● Required action 1:
Reproduce the eating disorder recovery essay word for word, beginning with "Fortunately for me, the" and stopping after "was terrifying…at first.".
● Required action 2:
Answer these questions using the eating disorder recovery essay:
(a) How many partial hospitalization programs did the writer complete?
(b) What did the writer count on to make a fender bender better?
(c) What three things did the writer do once the thought of the gym brought no relief?

─── Passage to read ───

Ten years. That’s how long I’ve been at war with my body and mind. Don’t get me wrong, I’ve been in an active recovery for a majority of that time. I went to my therapy appointments, met with my dietician, followed meal plan after meal plan, dutifully completed three partial hospitalization programs and one intensive outpatient program. I read all the recovery books and articles I could find. Why, then, could I not get the eating disorder voice out of my head?
Because I wasn’t ready to let it go.
My eating disorder was always my backup, my friend, and my source of self-confidence. Bad day at work? That’s ok, I had my eating disorder. And as long as the number on the scale was “good enough”, everything was fine. Got in a fender bender? That’s ok, an extra hour or two at the gym would make it all better. Whatever went wrong in my life, as long as I went back to my eating disorder at the end of the day, everything would be just fine.
It’s exhausting to live a double life. To try to be in recovery and to still be holding onto an eating disorder. Your mind is being pulled in two different directions at the same time. You literally fight with yourself about every decision that you come up against. Your eating disorder wants one thing and you want another. You are mentally and physically torn.
Fortunately for me, the real me finally won.
I realized that enough was enough. I was tired of fighting.
Shifting my perspective
On the day that this happened I had been having a particularly bad day. The thought came to me that I could just hit the gym and that would make my bad day all better. What happened next was astonishing: Nothing happened. I didn’t feel better. My bad day didn’t go away. Everything wasn’t fine.
This was the first time that my eating disorder wasn’t there for me, and it was terrifying…at first.
Ten years of therapy did not go wasted in the following moments. I had a mental tool kit of coping skills just waiting to be used. I called a few friends, made an appointment with my therapist, and had an evening full of self-care.

─── Supplied data ───

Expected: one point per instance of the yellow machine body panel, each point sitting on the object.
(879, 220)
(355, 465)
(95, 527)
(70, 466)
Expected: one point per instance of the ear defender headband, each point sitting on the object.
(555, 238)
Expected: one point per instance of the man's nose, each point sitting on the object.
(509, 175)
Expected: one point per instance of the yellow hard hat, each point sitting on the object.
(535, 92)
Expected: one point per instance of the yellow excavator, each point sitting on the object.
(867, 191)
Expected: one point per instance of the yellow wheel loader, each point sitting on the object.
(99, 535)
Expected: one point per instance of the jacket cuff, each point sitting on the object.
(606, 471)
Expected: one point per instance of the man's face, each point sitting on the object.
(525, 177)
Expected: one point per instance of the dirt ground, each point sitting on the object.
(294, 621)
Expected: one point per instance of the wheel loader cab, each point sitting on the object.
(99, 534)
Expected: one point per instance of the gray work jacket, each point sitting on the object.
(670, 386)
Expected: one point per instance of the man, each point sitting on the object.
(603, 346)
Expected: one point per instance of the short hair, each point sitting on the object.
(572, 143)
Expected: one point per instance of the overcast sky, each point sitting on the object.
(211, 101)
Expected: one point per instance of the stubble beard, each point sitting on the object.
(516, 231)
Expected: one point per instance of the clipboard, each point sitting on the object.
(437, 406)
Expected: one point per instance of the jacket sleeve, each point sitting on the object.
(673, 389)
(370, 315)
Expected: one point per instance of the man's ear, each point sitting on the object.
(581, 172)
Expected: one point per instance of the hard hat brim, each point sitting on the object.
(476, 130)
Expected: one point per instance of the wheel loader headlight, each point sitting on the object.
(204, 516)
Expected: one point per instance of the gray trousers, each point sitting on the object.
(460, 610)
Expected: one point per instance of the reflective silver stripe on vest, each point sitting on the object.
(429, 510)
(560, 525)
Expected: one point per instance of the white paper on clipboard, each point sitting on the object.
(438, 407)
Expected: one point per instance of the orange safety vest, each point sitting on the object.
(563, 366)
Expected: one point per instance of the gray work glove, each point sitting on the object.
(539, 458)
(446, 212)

───

● Problem solution 1:
Fortunately for me, the real me finally won.
I realized that enough was enough. I was tired of fighting.
Shifting my perspective
On the day that this happened I had been having a particularly bad day. The thought came to me that I could just hit the gym and that would make my bad day all better. What happened next was astonishing: Nothing happened. I didn’t feel better. My bad day didn’t go away. Everything wasn’t fine.
This was the first time that my eating disorder wasn’t there for me, and it was terrifying…at first.

● Problem solution 2:
(a) Three.
(b) An extra hour or two at the gym.
(c) Called a few friends, made an appointment with the therapist, and had an evening full of self-care.